_Trecho para leitura_:
━━━━━━━━━━
O corpo aqui, tomado pela inflexão de um estado de normalidade ao

transbordamento da instabilidade, derramamento da fúria, é que perfaz em sua

extensão. O drama do existir, como condição existencial da pre-sen-ça, é

projetado nesses dois corpos do mundo circundante, e é sobre o lento movimento

deles que denotamos que corpo é deslocamento, id est, se lançando em sua

condição dramática, as expressões denotam tanto sua flexibilidade quanto sua

plasticidade. É a praesentĭa que se encontra no núcleo da presentidade, esta que

por sua vez, perfaz a condição de um eu estou aqui, in praesentia, estou (no)

agora, no tempo presente. É um habitar o agora, como contraposto a absentia, a

um não estar ou estar fora.

O tempo aqui se faz estendido, esticado, desacelerado, se pondo em

conformidade com as ideias de Bill Viola. Ele pontua, através dessa posição, uma

necessidade de desacelerar a imagem para que possamos ser capazes de ver o

mundo com maior nitidez. O tempo meditativo é lento, e metaforicamente requer

um esforço físico, um caminhar de longa duração para atingi-lo, para enfim chegar

em sua silenciosa montanha. A meditação habita o topo de uma montanha, e seu

acesso secreto, comumente íngreme e limitado requer um esforço, mostrando a

bravura dos monges medievais que construíram seus mosteiros nos penhascos

mais improváveis rumo a purificação espiritual. Para este artista, o oriente sempre

foi um frutífero campo de inspiração.
━━━━━━━━━━
_Atividades propostas_:
- a) Reescreva de forma mais concisa o parágrafo do trecho que começa com "O tempo aqui se faz estendido", preservando seus fatos principais.
- b) Reproduza a parte do trecho que começa pelas palavras que contêm "transbordamento da instabilidade, derramamento" e termina em "praesentia, estou (no)".
As entradas apresentadas a seguir são um material independente do trecho.

_Dados_:
━━━━━━━━━━
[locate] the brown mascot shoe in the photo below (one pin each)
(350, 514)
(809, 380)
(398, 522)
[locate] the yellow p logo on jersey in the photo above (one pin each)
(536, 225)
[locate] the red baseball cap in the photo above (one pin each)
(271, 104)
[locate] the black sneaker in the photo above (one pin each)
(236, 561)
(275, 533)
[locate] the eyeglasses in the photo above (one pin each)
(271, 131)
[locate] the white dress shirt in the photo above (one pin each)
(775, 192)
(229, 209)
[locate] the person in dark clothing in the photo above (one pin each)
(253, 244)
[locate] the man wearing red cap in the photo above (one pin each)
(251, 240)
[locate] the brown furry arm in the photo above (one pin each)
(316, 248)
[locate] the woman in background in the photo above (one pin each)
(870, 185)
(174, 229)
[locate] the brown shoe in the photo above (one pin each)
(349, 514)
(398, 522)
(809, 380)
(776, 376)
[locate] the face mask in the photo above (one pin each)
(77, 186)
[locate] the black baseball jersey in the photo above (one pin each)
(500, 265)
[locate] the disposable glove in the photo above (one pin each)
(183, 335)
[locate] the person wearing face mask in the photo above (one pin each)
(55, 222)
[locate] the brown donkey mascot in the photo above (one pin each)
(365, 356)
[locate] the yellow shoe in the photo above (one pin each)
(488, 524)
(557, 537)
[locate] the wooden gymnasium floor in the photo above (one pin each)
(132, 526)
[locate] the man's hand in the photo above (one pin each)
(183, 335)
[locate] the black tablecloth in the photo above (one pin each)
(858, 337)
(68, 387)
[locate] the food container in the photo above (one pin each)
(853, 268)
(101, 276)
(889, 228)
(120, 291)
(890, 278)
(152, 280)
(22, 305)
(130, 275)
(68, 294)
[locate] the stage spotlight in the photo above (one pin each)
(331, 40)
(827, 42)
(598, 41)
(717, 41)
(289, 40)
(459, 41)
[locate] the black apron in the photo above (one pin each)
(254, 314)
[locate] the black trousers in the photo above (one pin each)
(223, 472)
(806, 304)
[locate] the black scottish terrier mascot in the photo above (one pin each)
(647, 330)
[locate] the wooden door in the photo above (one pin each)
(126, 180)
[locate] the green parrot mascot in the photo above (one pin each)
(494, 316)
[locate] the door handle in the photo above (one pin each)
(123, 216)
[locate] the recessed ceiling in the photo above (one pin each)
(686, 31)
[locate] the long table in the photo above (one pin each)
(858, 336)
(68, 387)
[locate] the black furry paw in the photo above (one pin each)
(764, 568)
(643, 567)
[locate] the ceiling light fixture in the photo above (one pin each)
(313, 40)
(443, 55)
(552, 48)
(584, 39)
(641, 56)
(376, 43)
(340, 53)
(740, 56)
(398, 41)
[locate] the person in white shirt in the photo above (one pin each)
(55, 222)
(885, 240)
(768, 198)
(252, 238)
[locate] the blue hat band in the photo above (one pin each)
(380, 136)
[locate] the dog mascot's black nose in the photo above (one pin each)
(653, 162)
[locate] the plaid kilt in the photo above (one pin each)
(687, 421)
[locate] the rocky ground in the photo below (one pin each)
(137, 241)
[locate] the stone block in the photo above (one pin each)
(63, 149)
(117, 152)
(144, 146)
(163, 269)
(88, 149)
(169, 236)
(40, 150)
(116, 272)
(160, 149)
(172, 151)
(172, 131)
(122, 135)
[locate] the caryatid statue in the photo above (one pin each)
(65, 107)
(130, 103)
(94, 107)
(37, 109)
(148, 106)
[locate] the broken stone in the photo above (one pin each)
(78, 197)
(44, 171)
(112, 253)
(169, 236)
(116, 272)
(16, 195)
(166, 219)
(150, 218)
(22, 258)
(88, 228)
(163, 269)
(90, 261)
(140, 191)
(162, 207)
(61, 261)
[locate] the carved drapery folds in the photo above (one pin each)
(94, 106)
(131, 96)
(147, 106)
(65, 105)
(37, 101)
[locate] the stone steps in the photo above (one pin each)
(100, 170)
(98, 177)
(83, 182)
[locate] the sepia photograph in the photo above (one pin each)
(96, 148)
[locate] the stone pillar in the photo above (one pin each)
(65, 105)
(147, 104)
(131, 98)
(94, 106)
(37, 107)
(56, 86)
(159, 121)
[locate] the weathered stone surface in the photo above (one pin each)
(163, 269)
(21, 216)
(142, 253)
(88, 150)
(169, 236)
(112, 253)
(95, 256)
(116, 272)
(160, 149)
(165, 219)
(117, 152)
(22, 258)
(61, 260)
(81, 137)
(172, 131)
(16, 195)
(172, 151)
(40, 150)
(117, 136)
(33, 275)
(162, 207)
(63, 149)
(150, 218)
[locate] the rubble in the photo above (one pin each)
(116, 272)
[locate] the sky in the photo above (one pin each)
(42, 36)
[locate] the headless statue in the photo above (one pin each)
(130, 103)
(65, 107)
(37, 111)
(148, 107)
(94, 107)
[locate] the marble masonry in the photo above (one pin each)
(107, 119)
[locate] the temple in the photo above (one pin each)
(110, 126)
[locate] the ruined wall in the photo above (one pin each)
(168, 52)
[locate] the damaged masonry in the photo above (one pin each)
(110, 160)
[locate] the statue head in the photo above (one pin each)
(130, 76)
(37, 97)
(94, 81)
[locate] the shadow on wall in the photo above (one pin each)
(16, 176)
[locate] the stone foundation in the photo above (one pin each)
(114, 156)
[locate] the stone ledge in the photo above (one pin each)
━━━━━━━━━━
_Respostas das atividades_:
- a) Em conformidade com as ideias de Bill Viola, o tempo se mostra estendido e desacelerado, pois é preciso desacelerar a imagem para ver o mundo com mais nitidez. O tempo meditativo é lento e, metaforicamente, exige esforço físico, como uma longa caminhada até o topo silencioso de uma montanha de acesso íngreme e limitado. Esse esforço evoca a bravura dos monges medievais que construíram mosteiros em penhascos improváveis em busca de purificação espiritual. Para esse artista, o oriente sempre foi um campo fértil de inspiração.

- b)
transbordamento da instabilidade, derramamento da fúria, é que perfaz em sua

extensão. O drama do existir, como condição existencial da pre-sen-ça, é

projetado nesses dois corpos do mundo circundante, e é sobre o lento movimento

deles que denotamos que corpo é deslocamento, id est, se lançando em sua

condição dramática, as expressões denotam tanto sua flexibilidade quanto sua

plasticidade. É a praesentĭa que se encontra no núcleo da presentidade, esta que

por sua vez, perfaz a condição de um eu estou aqui, in praesentia, estou (no)